GIVEN EXERCISE => Reproduce the rows from the line containing "Please identify the truck cab" through the line containing "(1169, 380)", both included, with every request line kept as is and 61 added to both the x and y coordinates of each answer point.

LISTED ENTRIES =>
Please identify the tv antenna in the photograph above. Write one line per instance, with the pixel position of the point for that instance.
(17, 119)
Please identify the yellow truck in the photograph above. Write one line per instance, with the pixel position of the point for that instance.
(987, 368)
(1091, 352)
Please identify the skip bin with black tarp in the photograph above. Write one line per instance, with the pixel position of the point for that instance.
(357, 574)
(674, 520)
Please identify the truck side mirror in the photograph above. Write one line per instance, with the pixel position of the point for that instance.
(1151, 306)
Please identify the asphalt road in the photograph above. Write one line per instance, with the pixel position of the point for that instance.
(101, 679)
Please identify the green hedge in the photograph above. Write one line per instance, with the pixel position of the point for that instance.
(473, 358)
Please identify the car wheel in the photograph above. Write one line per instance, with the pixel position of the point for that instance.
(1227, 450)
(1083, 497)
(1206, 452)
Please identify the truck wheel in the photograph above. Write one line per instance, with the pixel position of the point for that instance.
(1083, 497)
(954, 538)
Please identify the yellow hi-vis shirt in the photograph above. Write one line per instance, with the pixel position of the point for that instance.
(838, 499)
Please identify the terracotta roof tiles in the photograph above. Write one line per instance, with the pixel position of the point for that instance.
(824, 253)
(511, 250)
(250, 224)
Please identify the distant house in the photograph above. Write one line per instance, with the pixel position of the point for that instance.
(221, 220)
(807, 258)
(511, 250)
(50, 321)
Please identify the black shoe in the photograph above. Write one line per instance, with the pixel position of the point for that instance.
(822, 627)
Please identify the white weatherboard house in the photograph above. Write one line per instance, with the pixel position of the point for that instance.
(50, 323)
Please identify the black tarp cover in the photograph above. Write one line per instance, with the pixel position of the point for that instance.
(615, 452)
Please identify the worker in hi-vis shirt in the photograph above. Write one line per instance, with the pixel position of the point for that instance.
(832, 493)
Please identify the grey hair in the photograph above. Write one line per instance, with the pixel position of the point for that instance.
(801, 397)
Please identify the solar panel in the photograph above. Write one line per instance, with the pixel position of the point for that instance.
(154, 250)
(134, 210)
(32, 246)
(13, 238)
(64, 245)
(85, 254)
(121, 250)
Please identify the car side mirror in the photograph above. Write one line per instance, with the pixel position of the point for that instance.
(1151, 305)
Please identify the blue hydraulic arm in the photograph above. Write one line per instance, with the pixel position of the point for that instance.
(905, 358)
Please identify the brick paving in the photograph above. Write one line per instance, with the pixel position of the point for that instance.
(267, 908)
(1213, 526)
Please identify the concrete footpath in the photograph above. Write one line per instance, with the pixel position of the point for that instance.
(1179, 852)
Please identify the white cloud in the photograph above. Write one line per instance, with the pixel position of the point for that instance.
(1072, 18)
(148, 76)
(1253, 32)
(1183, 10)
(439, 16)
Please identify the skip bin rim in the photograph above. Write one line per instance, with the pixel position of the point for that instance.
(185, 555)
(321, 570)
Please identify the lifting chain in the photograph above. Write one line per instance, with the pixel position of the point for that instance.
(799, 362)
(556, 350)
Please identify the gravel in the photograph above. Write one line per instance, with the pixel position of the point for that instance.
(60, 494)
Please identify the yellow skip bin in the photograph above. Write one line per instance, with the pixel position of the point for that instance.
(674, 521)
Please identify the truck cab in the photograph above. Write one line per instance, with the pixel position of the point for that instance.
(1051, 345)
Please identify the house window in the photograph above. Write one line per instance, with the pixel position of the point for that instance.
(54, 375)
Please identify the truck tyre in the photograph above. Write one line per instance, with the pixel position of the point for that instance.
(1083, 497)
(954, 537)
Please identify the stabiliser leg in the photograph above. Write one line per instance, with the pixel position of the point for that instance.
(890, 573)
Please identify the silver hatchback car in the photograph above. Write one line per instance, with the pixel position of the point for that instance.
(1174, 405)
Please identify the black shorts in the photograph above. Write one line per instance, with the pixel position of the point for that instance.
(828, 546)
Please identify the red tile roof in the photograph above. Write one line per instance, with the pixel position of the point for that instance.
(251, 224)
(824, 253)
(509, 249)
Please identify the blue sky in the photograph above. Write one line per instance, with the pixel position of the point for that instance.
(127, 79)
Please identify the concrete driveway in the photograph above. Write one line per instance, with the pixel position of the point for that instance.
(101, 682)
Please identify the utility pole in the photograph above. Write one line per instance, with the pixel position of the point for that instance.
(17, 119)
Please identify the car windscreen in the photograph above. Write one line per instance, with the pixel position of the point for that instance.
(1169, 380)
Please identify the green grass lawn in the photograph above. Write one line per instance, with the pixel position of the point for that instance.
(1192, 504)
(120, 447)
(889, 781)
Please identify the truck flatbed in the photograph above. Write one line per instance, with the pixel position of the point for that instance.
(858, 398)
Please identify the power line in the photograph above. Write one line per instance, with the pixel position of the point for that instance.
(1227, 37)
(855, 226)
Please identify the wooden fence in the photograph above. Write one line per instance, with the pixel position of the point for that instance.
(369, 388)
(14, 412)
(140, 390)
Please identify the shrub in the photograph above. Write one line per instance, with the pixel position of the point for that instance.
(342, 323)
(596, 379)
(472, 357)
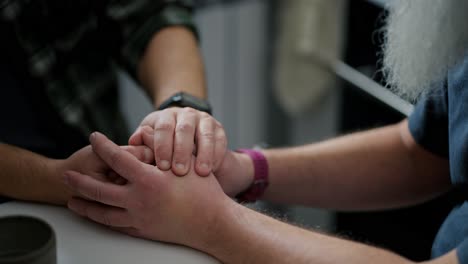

ANSWER FOR THIS EXERCISE =>
Please identify the truck cab in the photograph above. Write one line per instance, with the pixel position of the point for that instance.
(1112, 406)
Please identify the house window in the photograph above. Write one line per instance, with the pixel position of the point for that instance.
(115, 436)
Please identify the truck tyre in the photograph above. Write one line per instance, with the pixel position of the point for that instance.
(1144, 558)
(1015, 598)
Please identify the stabiliser leg in the photograph above. Write one line per instance, with the pixel position of the point for that instance.
(951, 634)
Please identify the silver hatchback car in the photograph above. Write one line per instance, with the pixel position of the point for that instance.
(1235, 466)
Please identify the black shorts in the photograph above. Write one line per instance, with the pixel position of the point for that instance.
(889, 607)
Please identify the red tile roof in the photograph above. Write one line per instance, with the pixel position of the point for that instance.
(312, 285)
(885, 314)
(570, 310)
Please identify the blue sky in the photograph above. Write one line per instance, with the pixel position of the point for that instance.
(188, 140)
Please identify the concrete driveway in the photograph above. Write one line per instance, with the pixel position of the point for that instance.
(162, 743)
Please identify the utility pole in the photograph above. Write one line per instance, with the pixel position of the point for that instance.
(78, 180)
Please identify the car windscreen in the photograph above. Write one line per instance, with the pixel position of the point for that instance.
(1230, 441)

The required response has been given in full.